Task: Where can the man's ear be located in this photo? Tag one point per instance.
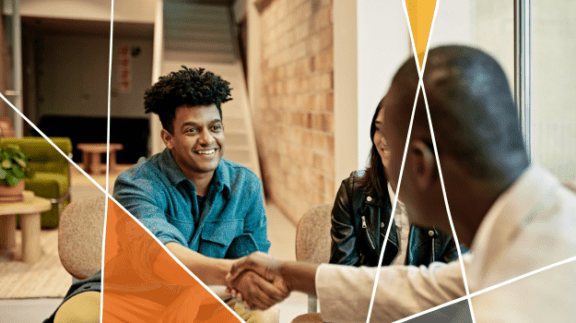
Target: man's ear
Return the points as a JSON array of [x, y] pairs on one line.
[[423, 165], [166, 138]]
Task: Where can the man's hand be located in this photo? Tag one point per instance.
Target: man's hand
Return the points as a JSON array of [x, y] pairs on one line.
[[256, 281], [256, 292], [258, 262]]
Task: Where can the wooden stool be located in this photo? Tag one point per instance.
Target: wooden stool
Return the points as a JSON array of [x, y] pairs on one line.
[[29, 211], [91, 156]]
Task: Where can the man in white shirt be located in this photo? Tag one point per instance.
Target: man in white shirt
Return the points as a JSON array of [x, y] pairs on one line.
[[516, 217]]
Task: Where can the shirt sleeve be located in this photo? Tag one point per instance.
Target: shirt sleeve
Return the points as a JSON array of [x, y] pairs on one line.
[[144, 201], [343, 249], [344, 292], [255, 222]]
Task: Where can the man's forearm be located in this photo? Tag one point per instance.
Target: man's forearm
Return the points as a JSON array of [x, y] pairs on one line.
[[210, 270], [299, 276]]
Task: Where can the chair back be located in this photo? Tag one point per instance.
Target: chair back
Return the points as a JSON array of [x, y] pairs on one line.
[[80, 235], [313, 235], [43, 156]]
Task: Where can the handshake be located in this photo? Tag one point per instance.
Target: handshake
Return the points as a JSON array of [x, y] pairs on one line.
[[257, 282]]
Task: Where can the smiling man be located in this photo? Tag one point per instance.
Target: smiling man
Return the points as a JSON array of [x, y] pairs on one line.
[[206, 210]]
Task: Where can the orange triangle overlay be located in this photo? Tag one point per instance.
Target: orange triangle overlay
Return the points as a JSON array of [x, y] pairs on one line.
[[143, 283], [421, 14]]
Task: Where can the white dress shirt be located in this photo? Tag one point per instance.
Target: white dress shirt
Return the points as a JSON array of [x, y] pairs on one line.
[[531, 225], [402, 228]]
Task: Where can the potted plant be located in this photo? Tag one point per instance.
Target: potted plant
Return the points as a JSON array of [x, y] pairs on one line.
[[13, 168]]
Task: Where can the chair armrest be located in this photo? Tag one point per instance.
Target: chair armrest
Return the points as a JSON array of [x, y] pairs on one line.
[[312, 304]]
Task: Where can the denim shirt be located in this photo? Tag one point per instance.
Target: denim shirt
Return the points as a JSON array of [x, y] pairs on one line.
[[160, 196]]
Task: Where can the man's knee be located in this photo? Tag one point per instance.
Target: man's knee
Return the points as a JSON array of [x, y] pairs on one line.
[[84, 307]]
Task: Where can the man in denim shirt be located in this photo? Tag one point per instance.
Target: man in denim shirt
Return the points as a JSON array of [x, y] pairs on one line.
[[205, 209]]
━━━━
* REQUIREMENT
Rewrite all of the material above as a numbered list with one line per number, skipping blank lines and leaving out any pictures.

* THE RESPONSE
1. Task: Where can the man's ear be located in this photo? Tag one point per instance.
2. Target: man's ear
3. Return the points as a JSON array of [x, y] pairs on one line.
4. [[423, 165], [166, 138]]
5. Task: Where can the man's hand be located in this photo? Tag one point per instance.
6. Target: man's hand
7. Return the points as a JSON array of [x, y] pairs on one line.
8. [[256, 281], [256, 292], [258, 262]]
9. Task: Where can the wooden stool be located in this photo? Tag one point per instance.
10. Target: wooden stool
11. Return the points as a JSON array of [x, y] pairs on one line.
12. [[29, 211], [91, 156]]
13. Task: Where can the man in white shirt be located in this photo? Tag one point per instance.
14. Target: man in white shirt
15. Return the points as a JSON array of [x, y] pairs on one line.
16. [[516, 217]]
17. Task: Where can the shirt sleeve be located in this photo? Tag one point per instance.
18. Target: shirt sleeve
19. Return the points as a JSON array of [x, y] pairs on one line.
20. [[144, 201], [343, 249], [344, 292], [255, 222]]
21. Task: Where can the man's forearm be located in this photo? Tag one point per instance.
22. Target: man's forearm
23. Return the points as a JSON array of [x, y] pairs on one line.
24. [[210, 270], [299, 276]]
25. Task: Where can the chair back be located in this photo? Tag one point per instance.
26. Target: chair back
27. Return the points as a JSON array of [x, y] pairs on one line.
28. [[80, 235], [313, 235], [43, 156]]
29. Task: Where can the handshake be located in this photo? Tag one point per instance.
30. Target: handshake
31. Return the points as a JSON array of [x, y] pairs on one line.
32. [[257, 282]]
33. Task: Where can the smiling man be located in this photo? Tag one point per instance.
34. Target: smiling man
35. Return the points as a JSON array of [x, y] pairs on one line.
36. [[206, 210]]
37. Task: Where can the orange triangle overlay be located in this photo? Tag one point per instance.
38. Target: orange triangle overlay
39. Return the points as a JSON array of [x, y] pairs on one line.
40. [[143, 283], [421, 14]]
41. Task: Where can the white dress shirt be located in this photo? Tag one point per instance.
42. Target: white dress shirt
43. Return the points as a JSON array of [x, y] pairs on one line.
44. [[531, 225], [402, 228]]
45. Task: Where can the potted plant be located in this photo? Tag one point per instance.
46. Target: potted plant
47. Return the points as a JSON array of [x, y] pairs on one line.
48. [[13, 168]]
49. Task: Where can the chair armrest be located in this photo? Tag one point per instance.
50. Target: chair armrest
51. Return the points as a JSON array of [x, y] pairs on one line.
52. [[312, 304]]
53. Task: Where can the denim shirt be located in this photo? Tag one point per instance.
54. Target: denim shirt
55. Return the points as a JSON array of [x, y] pairs on one line.
56. [[160, 196]]
57. Task: Where can the man's knee be located in this photo? Tag one point per instance.
58. Target: man's knee
59. Return the points as a JSON array of [x, y] pairs on one line.
60. [[84, 307]]
61. Task: Where can the man in denim shirt be located in this photo? Tag one point per instance.
62. Target: man in denim shirt
63. Return the points as a JSON array of [x, y] pairs on one line.
64. [[205, 209]]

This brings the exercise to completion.